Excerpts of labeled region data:
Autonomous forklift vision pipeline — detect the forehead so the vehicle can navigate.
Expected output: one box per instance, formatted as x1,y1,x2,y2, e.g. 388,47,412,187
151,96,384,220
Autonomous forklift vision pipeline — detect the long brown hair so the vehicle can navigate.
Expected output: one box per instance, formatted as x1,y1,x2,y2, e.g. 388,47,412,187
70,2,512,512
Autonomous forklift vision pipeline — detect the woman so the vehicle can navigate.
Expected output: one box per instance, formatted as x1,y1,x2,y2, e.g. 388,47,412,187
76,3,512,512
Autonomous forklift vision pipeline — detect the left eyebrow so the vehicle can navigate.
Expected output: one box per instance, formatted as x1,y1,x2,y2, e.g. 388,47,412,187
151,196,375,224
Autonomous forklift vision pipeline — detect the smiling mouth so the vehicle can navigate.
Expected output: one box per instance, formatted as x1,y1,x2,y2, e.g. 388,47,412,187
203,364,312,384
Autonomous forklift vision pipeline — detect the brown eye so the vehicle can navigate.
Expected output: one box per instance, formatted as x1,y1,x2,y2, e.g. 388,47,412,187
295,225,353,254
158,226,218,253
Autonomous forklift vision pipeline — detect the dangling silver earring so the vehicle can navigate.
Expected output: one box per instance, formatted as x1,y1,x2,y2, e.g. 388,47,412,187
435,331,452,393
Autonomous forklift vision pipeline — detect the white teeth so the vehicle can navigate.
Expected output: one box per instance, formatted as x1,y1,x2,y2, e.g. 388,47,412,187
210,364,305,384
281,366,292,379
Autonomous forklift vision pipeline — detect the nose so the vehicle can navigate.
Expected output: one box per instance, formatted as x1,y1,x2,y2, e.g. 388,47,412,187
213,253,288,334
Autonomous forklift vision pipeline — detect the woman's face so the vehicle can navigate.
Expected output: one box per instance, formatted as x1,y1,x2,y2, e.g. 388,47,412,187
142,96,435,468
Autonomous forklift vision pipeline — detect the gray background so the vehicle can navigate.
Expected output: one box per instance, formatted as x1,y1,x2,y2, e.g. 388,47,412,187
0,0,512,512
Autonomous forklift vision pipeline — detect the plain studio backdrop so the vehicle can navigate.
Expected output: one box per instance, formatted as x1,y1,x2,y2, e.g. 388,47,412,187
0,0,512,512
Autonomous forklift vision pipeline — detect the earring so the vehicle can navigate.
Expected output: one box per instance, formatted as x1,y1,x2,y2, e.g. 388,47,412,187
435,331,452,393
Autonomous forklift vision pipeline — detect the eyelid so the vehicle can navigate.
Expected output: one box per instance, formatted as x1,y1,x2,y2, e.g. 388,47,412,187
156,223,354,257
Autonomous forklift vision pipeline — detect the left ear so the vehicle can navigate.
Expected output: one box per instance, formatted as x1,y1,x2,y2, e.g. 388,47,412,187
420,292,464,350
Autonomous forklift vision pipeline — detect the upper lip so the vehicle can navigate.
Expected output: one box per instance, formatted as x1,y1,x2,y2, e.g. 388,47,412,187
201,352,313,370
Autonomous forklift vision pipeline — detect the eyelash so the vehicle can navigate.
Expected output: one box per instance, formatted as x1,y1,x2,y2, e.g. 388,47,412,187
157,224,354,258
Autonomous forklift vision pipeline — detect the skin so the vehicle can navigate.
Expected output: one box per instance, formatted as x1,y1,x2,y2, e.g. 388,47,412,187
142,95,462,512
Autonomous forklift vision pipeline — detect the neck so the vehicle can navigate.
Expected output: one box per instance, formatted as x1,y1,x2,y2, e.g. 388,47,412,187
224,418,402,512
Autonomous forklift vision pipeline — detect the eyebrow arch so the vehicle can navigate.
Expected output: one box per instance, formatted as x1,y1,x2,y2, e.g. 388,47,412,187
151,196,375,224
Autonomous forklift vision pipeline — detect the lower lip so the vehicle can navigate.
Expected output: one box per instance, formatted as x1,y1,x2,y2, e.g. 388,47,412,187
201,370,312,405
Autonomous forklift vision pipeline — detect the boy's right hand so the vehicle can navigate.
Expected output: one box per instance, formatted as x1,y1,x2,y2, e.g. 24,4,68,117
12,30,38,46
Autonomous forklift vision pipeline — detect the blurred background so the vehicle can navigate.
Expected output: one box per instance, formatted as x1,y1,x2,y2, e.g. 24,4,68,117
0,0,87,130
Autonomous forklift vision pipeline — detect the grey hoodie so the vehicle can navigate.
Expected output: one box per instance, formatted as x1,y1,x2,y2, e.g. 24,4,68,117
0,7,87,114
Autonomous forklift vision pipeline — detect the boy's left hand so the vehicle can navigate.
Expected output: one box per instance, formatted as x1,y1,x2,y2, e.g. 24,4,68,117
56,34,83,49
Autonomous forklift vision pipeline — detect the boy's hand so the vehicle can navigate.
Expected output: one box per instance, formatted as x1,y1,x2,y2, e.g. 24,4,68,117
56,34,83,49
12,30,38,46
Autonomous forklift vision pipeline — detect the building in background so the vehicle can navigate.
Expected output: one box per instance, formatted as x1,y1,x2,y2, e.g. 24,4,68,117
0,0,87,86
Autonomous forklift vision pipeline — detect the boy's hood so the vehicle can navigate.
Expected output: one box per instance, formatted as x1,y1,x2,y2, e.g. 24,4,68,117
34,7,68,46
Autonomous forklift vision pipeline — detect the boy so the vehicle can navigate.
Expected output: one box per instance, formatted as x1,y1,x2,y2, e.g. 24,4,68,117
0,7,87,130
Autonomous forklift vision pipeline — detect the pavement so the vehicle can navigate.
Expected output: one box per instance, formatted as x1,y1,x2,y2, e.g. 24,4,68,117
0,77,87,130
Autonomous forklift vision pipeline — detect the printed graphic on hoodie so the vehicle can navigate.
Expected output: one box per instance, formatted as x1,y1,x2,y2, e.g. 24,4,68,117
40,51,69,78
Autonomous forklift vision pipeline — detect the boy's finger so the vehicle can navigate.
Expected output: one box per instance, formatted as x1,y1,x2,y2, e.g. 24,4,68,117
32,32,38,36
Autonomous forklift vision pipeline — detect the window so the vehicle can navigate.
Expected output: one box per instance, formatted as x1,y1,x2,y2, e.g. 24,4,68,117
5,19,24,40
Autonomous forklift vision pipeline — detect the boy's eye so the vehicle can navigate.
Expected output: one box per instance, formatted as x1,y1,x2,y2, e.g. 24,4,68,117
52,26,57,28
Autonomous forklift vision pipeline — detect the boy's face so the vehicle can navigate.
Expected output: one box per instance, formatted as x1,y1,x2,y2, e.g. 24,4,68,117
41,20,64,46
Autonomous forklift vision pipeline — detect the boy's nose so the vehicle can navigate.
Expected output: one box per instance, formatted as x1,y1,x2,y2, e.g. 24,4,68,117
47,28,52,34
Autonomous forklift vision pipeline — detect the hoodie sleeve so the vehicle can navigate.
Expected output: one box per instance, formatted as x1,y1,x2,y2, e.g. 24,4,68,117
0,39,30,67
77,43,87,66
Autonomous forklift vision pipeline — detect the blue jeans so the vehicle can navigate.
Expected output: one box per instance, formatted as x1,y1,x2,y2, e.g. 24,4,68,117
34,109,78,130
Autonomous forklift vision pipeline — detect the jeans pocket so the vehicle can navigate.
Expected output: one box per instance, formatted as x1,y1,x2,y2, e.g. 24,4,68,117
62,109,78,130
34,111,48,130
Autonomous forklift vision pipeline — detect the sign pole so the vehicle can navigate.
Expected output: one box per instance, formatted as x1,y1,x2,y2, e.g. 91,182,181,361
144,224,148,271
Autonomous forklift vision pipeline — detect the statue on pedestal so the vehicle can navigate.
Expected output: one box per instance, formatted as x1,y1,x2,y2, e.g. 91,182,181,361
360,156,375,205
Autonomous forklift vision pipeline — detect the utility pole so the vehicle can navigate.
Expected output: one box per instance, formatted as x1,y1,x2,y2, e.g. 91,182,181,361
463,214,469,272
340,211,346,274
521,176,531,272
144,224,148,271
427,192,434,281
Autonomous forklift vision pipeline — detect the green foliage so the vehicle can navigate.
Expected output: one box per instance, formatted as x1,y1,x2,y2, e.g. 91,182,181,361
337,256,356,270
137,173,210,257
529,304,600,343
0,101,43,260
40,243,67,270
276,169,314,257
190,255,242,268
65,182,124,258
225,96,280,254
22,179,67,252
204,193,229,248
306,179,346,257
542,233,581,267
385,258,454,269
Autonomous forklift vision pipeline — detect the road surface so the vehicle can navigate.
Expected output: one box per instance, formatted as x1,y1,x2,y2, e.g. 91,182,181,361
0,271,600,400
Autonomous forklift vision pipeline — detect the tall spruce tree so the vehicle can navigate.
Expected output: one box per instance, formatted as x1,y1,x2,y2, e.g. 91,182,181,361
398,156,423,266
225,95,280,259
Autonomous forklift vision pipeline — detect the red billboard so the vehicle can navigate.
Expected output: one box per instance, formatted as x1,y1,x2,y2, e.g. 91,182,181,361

▸ **Exercise aim**:
Please reproduce the material from its very first line through the line that contains "76,3,512,512", including both of those lines.

▸ **Result of the exercise**:
Autonomous forklift vision pipeline — detect the forehead so the vehicle can navigate.
Expected output: one box per instance, formatted as x1,y1,x2,y2, e.g. 388,47,412,187
151,96,384,220
Autonomous forklift vision pipeline — detect the long brown hair so the vehicle can navigate.
Expected output: one box per instance, formatted as x1,y1,x2,y2, e.g. 388,47,412,187
70,2,512,512
Autonomous forklift vision pipeline — detect the woman so the vehicle can navigate.
Expected output: one box per instance, formatted as x1,y1,x2,y2, e.g. 388,47,412,187
76,3,512,512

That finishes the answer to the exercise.